## [GOAL A]
Set down the stretch of the Regulation SHO text from "As currently contained" through "members by an SRO.".
## [GOAL B]
Decide whether each statement agrees with the Regulation SHO text, answering yes or no and quoting the words of the text that settle it: (i) Regulation SHO became effective on January 3, 2005. (ii) The proposed amendment would broaden the options market maker exception. (iii) A security counts as a threshold security only if its high level of fails lasts for ten consecutive settlement days.

** Start of SELECTION **

Regulation SHO became effective January 3, 2005. The regulation was implemented after several years of public debate and was designed to impose a new regulatory framework for short sales, focusing on failures to deliver and abusive naked short-selling. A failure to deliver occurs when a seller does not deliver the securities by the settlement date, generally T+3 (trade date plus three days). The SEC has expressed concern that large and persistent failures to deliver, which can arise either from a short sale or a long sale, can deprive shareholders of ownership benefits, such as voting and lending, and may be indicative of manipulative activities to artificially lower an issuer’s stock price. The SEC has, however, recognized that there may be legitimate reasons for a failure to deliver, and that naked short selling itself may, in certain instances, positively contribute to market liquidity.

Among other things, Regulation SHO requires that a broker-dealer not accept a short sale order in an equity security, or effect a short sale in such a security for its own account, unless the broker or dealer had reasonable grounds to believe that the security can be borrowed so that it can be delivered on the date delivery is due. This "locate" must be made and documented prior to effecting the short sale.

As currently contained in Rule 203(b)(3) of Regulation SHO, if a registered clearing agency participant, or any broker-dealer for which it clears transactions, has failed to deliver certain securities known as "threshold" securities for 13 consecutive settlement days, the participant must close out the fail to deliver position by purchasing securities of like kind and quantity. A "threshold security" is defined in the Regulation as an equity security of an issuer required to register under Section 12 and file reports pursuant to Section 15(d) of the Exchange Act, for which the levels of fails is very high (at least 10,000 shares and 0.5% of the total outstanding), for a continuous period of five consecutive settlement days, and is included on a list disseminated to its members by an SRO.

The exceptions to Rule 203(b)(3) include a grandfather provision (excepting fails occurring before the effective date of the Regulation and fails for securities before the securities appeared on the threshold list) and an option maker exception (excepting fails in a threshold security resulting from short sales by a registered options market maker to establish or maintain a hedge on option positions created before the underlying security became a threshold security). The proposed amendment is principally designed to eliminate the grandfather exception and narrow the options market maker exception. In addition, the proposed amendment includes a technical amendment that would update the market decline limitation referenced in Regulation.

The grandfather exception was adopted because the SEC was concerned about creating volatility through short squeezes arising from a need to close out large pre-existing positions quickly after a security became a threshold security. The SEC’s experience since the adoption of Regulation SHO, as well as input from the SROs and others, suggests that, although fails to deliver have declined, persistent fails may be principally attributable to the grandfather exception.

To eliminate the grandfather exception, the proposed amendment would require,upon its adoption by the SEC, any previously grandfathered fail to deliver position to be closed out within 35 days of the settlement date. For any security that becomes a threshold security after the effective date, a fail to deliver would be subject to the Regulation’s mandatory 13-day close-out requirements.

** End of SELECTION **
** Start of DATA EXCERPTS **

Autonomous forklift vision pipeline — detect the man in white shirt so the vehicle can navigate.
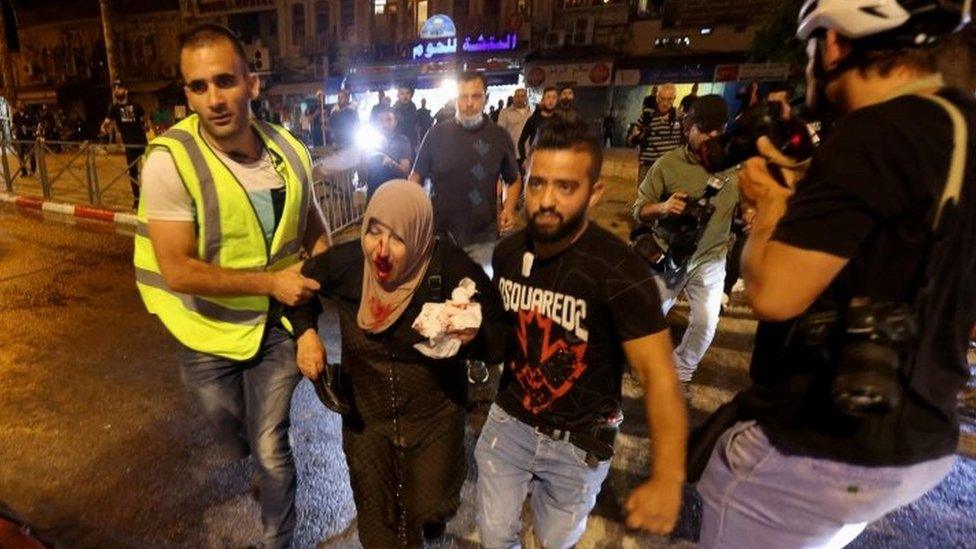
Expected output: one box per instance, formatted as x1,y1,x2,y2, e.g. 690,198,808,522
498,88,532,153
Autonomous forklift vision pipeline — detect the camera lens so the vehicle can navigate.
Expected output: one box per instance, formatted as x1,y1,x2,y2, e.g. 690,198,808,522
831,341,901,417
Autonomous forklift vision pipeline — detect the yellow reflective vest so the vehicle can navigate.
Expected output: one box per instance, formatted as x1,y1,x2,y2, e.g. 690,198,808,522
134,114,312,360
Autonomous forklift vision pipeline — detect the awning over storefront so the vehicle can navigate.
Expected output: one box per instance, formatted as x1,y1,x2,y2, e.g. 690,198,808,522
262,76,343,97
17,88,58,105
125,80,176,93
525,58,613,88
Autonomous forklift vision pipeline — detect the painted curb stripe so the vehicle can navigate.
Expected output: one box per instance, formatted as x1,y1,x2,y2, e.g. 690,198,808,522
0,193,136,227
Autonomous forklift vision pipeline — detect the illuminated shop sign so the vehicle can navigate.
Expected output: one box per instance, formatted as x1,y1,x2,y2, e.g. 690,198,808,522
412,33,518,60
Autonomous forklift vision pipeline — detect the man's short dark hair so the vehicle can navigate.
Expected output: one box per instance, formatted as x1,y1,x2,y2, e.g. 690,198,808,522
766,81,793,100
369,105,396,122
180,23,250,73
458,71,488,91
532,119,603,184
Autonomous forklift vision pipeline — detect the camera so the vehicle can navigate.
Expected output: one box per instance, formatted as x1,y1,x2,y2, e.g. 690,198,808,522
698,101,815,177
630,174,731,288
799,298,918,417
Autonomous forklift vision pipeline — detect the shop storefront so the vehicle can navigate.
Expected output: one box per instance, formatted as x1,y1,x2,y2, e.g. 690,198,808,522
345,15,522,126
611,60,790,143
525,56,614,128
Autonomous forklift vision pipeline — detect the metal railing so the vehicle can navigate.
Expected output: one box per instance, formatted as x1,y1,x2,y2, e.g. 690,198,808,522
0,139,366,232
313,161,366,234
0,139,145,207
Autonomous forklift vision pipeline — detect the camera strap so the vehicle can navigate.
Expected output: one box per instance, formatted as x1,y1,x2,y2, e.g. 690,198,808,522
903,91,969,384
917,94,969,235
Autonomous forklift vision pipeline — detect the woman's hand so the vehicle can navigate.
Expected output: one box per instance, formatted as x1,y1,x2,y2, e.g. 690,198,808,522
295,328,325,380
447,328,478,345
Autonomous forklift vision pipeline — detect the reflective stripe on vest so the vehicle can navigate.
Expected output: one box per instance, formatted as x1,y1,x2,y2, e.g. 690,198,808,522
134,115,312,360
136,269,264,324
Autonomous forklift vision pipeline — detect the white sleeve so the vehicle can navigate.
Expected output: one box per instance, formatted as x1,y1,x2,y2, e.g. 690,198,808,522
139,149,196,221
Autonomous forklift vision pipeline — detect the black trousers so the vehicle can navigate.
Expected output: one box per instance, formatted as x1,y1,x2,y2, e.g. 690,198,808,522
342,403,467,549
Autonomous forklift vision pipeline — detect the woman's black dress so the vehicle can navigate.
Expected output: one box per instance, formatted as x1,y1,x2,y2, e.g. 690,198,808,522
295,241,504,548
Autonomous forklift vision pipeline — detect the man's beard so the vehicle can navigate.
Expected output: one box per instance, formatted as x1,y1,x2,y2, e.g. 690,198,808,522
528,208,586,244
455,111,484,130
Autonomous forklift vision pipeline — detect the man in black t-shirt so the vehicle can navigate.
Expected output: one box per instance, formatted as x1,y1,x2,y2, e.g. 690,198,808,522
475,121,687,548
102,80,149,209
328,89,359,150
363,107,413,200
12,101,37,176
698,0,976,548
410,72,522,270
393,86,419,149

** End of DATA EXCERPTS **

## [FINAL RESULT A]
As currently contained in Rule 203(b)(3) of Regulation SHO, if a registered clearing agency participant, or any broker-dealer for which it clears transactions, has failed to deliver certain securities known as "threshold" securities for 13 consecutive settlement days, the participant must close out the fail to deliver position by purchasing securities of like kind and quantity. A "threshold security" is defined in the Regulation as an equity security of an issuer required to register under Section 12 and file reports pursuant to Section 15(d) of the Exchange Act, for which the levels of fails is very high (at least 10,000 shares and 0.5% of the total outstanding), for a continuous period of five consecutive settlement days, and is included on a list disseminated to its members by an SRO.

## [FINAL RESULT B]
(i) Yes: "Regulation SHO became effective January 3, 2005."
(ii) No: "The proposed amendment is principally designed to eliminate the grandfather exception and narrow the options market maker exception."
(iii) No: "for a continuous period of five consecutive settlement days"